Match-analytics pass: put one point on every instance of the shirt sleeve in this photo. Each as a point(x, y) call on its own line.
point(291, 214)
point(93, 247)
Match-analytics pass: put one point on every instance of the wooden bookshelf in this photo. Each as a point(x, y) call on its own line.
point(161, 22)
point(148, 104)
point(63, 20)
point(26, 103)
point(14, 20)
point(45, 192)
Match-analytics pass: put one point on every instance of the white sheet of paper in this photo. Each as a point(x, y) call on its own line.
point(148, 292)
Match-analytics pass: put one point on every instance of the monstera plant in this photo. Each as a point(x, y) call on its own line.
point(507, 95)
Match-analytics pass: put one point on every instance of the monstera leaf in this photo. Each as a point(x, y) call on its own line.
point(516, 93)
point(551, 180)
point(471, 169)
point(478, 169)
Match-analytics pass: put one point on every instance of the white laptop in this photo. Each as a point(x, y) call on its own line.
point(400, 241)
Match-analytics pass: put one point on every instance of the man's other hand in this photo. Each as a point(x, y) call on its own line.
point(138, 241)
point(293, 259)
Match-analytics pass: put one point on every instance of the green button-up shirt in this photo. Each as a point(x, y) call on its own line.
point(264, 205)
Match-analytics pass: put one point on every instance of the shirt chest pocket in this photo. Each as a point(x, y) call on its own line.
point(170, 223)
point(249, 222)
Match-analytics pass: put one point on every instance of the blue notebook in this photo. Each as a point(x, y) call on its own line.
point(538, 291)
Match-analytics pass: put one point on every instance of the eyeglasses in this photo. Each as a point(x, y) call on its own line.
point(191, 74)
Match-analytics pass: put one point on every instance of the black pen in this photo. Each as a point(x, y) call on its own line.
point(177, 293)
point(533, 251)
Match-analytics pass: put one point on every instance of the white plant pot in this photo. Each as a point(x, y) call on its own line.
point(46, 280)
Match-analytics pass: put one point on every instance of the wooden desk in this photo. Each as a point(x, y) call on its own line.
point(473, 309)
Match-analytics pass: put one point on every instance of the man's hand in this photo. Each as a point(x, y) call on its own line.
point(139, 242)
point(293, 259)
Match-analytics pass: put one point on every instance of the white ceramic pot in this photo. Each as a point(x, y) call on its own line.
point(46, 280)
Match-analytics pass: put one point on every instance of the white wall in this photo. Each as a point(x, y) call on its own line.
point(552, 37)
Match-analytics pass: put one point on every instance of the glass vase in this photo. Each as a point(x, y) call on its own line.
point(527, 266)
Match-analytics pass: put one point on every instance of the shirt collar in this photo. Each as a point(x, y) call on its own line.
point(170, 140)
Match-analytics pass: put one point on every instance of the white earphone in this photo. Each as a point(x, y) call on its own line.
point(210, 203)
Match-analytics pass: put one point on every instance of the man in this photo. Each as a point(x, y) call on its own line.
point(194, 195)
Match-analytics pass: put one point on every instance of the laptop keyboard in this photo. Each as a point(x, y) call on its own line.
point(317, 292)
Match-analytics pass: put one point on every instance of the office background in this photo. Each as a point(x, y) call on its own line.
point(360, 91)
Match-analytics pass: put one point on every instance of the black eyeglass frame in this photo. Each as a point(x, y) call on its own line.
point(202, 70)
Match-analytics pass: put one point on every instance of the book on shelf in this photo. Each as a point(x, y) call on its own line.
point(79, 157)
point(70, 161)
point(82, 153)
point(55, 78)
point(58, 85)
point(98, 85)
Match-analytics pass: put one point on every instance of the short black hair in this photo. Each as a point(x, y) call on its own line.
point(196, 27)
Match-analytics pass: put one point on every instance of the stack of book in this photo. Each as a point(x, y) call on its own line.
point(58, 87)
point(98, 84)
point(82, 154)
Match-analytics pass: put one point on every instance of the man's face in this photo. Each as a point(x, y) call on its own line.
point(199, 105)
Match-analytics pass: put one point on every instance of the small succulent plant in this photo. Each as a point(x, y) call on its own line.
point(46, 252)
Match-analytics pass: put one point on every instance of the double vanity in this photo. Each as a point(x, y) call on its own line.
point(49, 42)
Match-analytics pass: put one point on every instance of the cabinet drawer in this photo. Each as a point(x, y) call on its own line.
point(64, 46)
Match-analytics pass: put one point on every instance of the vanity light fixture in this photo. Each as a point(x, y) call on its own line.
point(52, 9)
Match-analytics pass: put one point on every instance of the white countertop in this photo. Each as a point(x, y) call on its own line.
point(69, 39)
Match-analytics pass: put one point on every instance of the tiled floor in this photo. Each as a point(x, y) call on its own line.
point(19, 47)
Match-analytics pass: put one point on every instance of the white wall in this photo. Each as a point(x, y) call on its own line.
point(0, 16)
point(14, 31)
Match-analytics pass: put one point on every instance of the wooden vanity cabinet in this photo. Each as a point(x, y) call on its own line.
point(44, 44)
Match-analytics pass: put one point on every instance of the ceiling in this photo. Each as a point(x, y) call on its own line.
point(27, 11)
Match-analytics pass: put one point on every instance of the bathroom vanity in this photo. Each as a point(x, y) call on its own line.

+ + +

Directions —
Put every line of the material above into a numbered list, leaving out any blank lines.

Response to the exercise —
1. Match-analytics pass: put one point on every instance of the shirt sleeve in this photo. Each as a point(x, y) call on its own line.
2. point(291, 214)
3. point(93, 247)
4. Match-analytics pass: put one point on every instance of the wooden bookshelf in this photo. Each as a point(x, y) call on its own line.
5. point(161, 22)
6. point(148, 104)
7. point(63, 20)
8. point(26, 103)
9. point(14, 20)
10. point(45, 192)
11. Match-analytics pass: put one point on every instance of the white sheet of paper in this photo. Each as a point(x, y) call on its own line.
12. point(148, 292)
13. Match-analytics pass: put one point on every instance of the monstera plant in this photo. Each as a point(x, y) call on its own line.
14. point(507, 95)
15. Match-analytics pass: put one point on every instance of the monstera leaf in this photo. Each as a point(x, y) call on its own line.
16. point(516, 93)
17. point(551, 180)
18. point(471, 169)
19. point(478, 169)
20. Match-analytics pass: put one point on every instance of the white laptop in this photo. Each as a point(x, y) call on its own line.
21. point(400, 241)
22. Match-analytics pass: put one point on every instance of the man's other hand in this photo. Each as a point(x, y) call on its own line.
23. point(138, 241)
24. point(293, 259)
25. Match-analytics pass: put one point on every instance of the green button-up shirt in this photo. Each as a point(x, y) call on its own line.
26. point(264, 205)
27. Match-analytics pass: put one point on every instance of the shirt chest pocket in this photo. Each as a point(x, y) call on its own line.
28. point(170, 223)
29. point(249, 222)
30. Match-analytics pass: put one point on every instance of the blue notebook in this photo. Each as a point(x, y) call on its own line.
31. point(538, 291)
32. Match-analytics pass: put one point on every instance of the eyeglasses in this photo. Each as a point(x, y) call on its own line.
33. point(191, 74)
34. Match-analytics pass: put one point on every instance of the black pen in this photo. Each as a point(x, y) call on its own line.
35. point(177, 293)
36. point(533, 251)
37. Match-analytics pass: put one point on every instance of the white plant pot in this photo. Each as a point(x, y) call on its own line.
38. point(46, 280)
39. Match-analytics pass: put one point on every instance of the wooden desk in this photo. Each as a point(x, y) call on its own line.
40. point(473, 309)
41. Match-analytics pass: put one point on every instance of the man's hand in this photo. Each as a point(x, y) call on its own line.
42. point(139, 242)
43. point(293, 259)
44. Match-analytics pass: put one point on every instance of the white ceramic pot in this photo. Each as a point(x, y) call on its own line.
45. point(46, 280)
46. Match-analytics pass: put one point on every instance of the white wall in this photo. Each as a point(x, y) call on its own line.
47. point(552, 37)
48. Match-analytics pass: put one point on every instance of the glass vase in this photo. Each as a point(x, y) call on its own line.
49. point(527, 266)
50. Match-analytics pass: put one point on every instance of the shirt collar in this photo. Each as a point(x, y) call on its own line.
51. point(170, 140)
52. Match-analytics pass: put one point on every instance of the white earphone in this photo. Each as a point(x, y) call on its own line.
53. point(210, 203)
54. Match-analytics pass: put one point on every instance of the man in this photo. Each as a point(x, y) call on its own line.
55. point(194, 195)
56. Match-analytics pass: put one point on every instance of the laptop keyboard in this photo. Each as a point(x, y) call on its own line.
57. point(317, 292)
58. Match-analytics pass: put one point on every instance of the office background in this photo. Each as a point(x, y) call on its own line.
59. point(360, 91)
60. Match-analytics pass: put one point on every instance of the black eyeglass frame in this photo. Each as a point(x, y) call on its own line.
61. point(202, 70)
62. Match-analytics pass: put one point on every instance of the book on shelf in this photo. Each as a point(x, y) call on its own line.
63. point(79, 157)
64. point(70, 161)
65. point(82, 153)
66. point(55, 78)
67. point(58, 85)
68. point(98, 85)
69. Match-analytics pass: put one point on every instance of the short black hair in this photo. Each as a point(x, y) call on its own line.
70. point(196, 27)
71. Match-analytics pass: put one point on every instance of the stack of book in this photo. Each as a point(x, y) call on its own line.
72. point(58, 87)
73. point(98, 84)
74. point(82, 154)
75. Match-analytics pass: put one point on every instance of the man's face in this photo. Each as a point(x, y) call on its own line.
76. point(199, 105)
77. Match-analytics pass: put one point on every instance of the small succulent plant in this photo. Each as a point(x, y) call on its own line.
78. point(46, 252)
79. Match-analytics pass: put one point on every instance of the double vanity in this photo. Each as a point(x, y) call on its own line.
80. point(49, 42)
81. Match-analytics pass: put one point on every instance of the cabinet drawer in this photo. Each as a point(x, y) call on its own line.
82. point(64, 46)
83. Match-analytics pass: put one point on every instance of the vanity light fixture in this photo. Each as a point(x, y) call on its own line.
84. point(52, 9)
85. Match-analytics pass: put one point on every instance of the white countertop in this photo. Each as a point(x, y) call on its own line.
86. point(69, 39)
87. Match-analytics pass: put one point on every instance of the tiled floor in this photo. Each as a point(x, y) call on its own line.
88. point(19, 47)
89. Match-analytics pass: put one point on every instance of the white wall in this photo. Each as a point(x, y) call on its own line.
90. point(0, 16)
91. point(14, 31)
92. Match-analytics pass: put one point on every instance of the wooden vanity cabinet in this photo. Each as a point(x, y) call on its own line.
93. point(44, 44)
94. Match-analytics pass: put one point on every instance of the ceiling in this photo. Each as a point(x, y) call on its own line.
95. point(27, 11)
96. Match-analytics pass: put one point on every instance of the bathroom vanity in this photo. Each as a point(x, y) call on its own line.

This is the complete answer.